** GIVEN INFORMATION follows **
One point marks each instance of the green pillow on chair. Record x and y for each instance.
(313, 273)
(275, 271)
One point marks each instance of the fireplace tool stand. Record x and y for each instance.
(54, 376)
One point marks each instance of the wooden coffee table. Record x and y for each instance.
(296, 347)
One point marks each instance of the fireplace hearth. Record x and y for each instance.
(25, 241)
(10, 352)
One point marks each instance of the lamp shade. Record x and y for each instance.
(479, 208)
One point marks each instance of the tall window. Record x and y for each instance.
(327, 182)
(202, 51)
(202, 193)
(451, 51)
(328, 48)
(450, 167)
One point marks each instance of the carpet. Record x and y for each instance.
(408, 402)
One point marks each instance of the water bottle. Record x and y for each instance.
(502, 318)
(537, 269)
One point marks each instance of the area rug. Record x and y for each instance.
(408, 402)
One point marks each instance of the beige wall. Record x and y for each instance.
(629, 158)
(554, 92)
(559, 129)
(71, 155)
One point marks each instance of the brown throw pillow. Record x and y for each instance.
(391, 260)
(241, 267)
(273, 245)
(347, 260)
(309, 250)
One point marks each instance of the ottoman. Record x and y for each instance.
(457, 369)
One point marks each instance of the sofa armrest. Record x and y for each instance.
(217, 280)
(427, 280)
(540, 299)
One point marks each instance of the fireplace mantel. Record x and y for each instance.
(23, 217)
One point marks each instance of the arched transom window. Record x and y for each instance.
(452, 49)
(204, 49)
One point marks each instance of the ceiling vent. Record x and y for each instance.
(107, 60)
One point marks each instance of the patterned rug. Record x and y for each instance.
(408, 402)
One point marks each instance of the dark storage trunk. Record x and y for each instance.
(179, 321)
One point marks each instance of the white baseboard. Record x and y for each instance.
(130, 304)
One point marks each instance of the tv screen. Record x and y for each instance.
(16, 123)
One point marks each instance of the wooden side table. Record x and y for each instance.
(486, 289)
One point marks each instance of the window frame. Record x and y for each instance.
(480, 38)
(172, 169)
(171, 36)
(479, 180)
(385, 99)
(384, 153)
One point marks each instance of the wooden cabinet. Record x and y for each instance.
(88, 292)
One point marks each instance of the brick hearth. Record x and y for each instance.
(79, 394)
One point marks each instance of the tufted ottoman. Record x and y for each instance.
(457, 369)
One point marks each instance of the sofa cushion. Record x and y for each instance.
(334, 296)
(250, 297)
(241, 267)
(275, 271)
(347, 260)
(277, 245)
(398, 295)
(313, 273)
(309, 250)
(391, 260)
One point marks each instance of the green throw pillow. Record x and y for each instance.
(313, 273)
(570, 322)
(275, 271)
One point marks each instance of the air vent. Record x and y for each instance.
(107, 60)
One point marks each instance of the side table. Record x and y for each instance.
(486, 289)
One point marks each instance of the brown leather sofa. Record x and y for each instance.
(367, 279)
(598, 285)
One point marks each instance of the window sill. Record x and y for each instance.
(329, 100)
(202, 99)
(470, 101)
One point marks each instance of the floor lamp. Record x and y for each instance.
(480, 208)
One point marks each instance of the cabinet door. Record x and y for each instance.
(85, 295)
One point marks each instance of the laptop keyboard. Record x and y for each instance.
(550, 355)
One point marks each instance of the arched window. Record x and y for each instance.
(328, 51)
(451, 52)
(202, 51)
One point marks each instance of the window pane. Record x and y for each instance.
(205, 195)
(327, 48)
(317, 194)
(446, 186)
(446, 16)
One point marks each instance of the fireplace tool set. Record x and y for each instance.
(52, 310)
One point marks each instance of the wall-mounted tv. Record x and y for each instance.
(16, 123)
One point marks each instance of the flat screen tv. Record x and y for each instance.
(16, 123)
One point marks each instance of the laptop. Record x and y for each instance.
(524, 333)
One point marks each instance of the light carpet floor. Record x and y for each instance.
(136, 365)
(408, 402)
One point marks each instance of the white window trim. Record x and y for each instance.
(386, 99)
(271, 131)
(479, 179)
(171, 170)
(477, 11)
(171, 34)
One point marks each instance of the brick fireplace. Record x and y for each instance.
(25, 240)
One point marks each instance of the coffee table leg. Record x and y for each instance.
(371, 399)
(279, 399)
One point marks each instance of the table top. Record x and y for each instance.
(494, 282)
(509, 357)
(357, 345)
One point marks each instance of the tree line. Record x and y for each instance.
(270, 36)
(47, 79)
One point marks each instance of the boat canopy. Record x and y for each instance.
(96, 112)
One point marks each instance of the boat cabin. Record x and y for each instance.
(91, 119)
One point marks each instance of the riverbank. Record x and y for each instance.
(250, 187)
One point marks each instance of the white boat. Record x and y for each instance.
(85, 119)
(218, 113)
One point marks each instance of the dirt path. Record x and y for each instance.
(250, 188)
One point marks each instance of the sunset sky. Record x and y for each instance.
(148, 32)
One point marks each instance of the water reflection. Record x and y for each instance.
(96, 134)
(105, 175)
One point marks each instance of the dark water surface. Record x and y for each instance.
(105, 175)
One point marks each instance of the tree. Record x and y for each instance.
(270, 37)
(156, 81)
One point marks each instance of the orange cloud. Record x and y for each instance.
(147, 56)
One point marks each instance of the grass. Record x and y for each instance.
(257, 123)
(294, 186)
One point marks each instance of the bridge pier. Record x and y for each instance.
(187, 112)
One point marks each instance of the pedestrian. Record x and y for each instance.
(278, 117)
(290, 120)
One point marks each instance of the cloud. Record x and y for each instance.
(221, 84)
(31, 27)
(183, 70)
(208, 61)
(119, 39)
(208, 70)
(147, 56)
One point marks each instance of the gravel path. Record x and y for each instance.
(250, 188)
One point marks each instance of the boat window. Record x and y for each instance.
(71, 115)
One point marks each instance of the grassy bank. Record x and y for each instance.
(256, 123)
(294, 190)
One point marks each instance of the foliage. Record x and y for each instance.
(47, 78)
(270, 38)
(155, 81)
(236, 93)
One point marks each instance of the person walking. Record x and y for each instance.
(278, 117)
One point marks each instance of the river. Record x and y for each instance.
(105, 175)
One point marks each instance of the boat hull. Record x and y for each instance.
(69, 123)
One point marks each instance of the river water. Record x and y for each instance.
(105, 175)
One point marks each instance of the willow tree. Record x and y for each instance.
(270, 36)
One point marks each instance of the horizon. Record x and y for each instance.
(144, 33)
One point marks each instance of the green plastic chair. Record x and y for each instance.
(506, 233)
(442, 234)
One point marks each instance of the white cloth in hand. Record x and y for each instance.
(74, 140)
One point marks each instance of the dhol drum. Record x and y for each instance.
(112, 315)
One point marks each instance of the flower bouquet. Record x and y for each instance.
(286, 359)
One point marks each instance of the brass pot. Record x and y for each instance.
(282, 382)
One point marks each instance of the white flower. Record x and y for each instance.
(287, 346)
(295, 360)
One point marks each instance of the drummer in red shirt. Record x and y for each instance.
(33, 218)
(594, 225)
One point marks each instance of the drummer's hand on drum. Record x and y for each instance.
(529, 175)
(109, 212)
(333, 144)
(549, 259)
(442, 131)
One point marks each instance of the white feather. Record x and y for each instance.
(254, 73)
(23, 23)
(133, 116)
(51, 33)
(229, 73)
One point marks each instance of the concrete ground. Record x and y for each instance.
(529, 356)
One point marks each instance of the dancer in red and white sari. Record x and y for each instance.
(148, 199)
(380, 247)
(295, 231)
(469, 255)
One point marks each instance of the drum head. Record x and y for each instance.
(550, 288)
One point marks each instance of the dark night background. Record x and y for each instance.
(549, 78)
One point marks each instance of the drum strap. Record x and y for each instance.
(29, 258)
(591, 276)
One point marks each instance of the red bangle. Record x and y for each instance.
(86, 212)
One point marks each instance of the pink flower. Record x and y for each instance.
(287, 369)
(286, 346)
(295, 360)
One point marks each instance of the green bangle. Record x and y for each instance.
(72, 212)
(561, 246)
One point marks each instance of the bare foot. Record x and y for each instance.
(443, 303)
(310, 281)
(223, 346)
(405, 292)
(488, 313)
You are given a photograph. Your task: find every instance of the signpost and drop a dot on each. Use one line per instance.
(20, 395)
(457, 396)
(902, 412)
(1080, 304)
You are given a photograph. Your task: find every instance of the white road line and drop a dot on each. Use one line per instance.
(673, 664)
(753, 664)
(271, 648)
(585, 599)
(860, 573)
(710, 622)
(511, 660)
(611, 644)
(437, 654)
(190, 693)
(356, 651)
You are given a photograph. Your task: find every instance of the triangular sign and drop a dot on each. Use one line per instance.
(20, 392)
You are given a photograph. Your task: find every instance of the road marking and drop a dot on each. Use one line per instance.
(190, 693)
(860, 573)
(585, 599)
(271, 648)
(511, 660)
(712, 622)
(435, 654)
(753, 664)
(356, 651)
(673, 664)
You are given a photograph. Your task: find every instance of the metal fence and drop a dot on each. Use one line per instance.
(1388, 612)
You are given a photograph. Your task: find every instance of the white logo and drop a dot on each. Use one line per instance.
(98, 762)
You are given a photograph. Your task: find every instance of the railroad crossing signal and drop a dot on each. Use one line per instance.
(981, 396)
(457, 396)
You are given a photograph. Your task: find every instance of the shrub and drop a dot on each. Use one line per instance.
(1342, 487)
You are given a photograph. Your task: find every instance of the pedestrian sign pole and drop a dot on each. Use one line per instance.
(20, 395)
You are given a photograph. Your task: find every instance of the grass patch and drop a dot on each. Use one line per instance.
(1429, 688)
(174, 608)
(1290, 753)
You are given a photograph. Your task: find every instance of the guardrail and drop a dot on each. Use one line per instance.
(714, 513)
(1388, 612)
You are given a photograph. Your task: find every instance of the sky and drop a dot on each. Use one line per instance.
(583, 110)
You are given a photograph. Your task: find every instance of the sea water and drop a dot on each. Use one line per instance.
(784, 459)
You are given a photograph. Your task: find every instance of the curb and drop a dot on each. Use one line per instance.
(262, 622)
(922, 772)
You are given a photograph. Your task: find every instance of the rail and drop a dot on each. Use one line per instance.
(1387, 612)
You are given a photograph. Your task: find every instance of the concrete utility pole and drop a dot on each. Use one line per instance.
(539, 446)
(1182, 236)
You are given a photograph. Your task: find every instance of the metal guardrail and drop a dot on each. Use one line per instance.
** End of GIVEN INFORMATION **
# PROBLEM REQUIREMENTS
Every line from the one containing "of the guardrail" to the close of the records must be reproduced exactly. Include both ends and nothing more.

# EXERCISE RESULT
You are given a photograph. Your task: find every instance of the guardrail and drop a dot on each. Use one line per instance.
(714, 513)
(1388, 612)
You are given a photograph. Your task: find every instance of the sky and drop a dot on each. Use one line per instance.
(583, 110)
You are given a photograph. Your task: find every instance of the sea water and drop a dot on each. Use one line per instance.
(784, 459)
You are given a photograph. Your task: find every instance of the curb and drop a dot on each. Use one line per instance.
(262, 622)
(922, 772)
You are given a photograph. Your task: find every instance of the rail and drop a dot on each. Use one line per instance.
(1387, 612)
You are given a photograph. Your task: find every instance of the concrete utility pole and drop a dot on each. Use one line per instance.
(539, 446)
(1182, 236)
You are given a photograph. Your task: find every instance of the metal guardrail and drop a dot on each. Use one line per instance.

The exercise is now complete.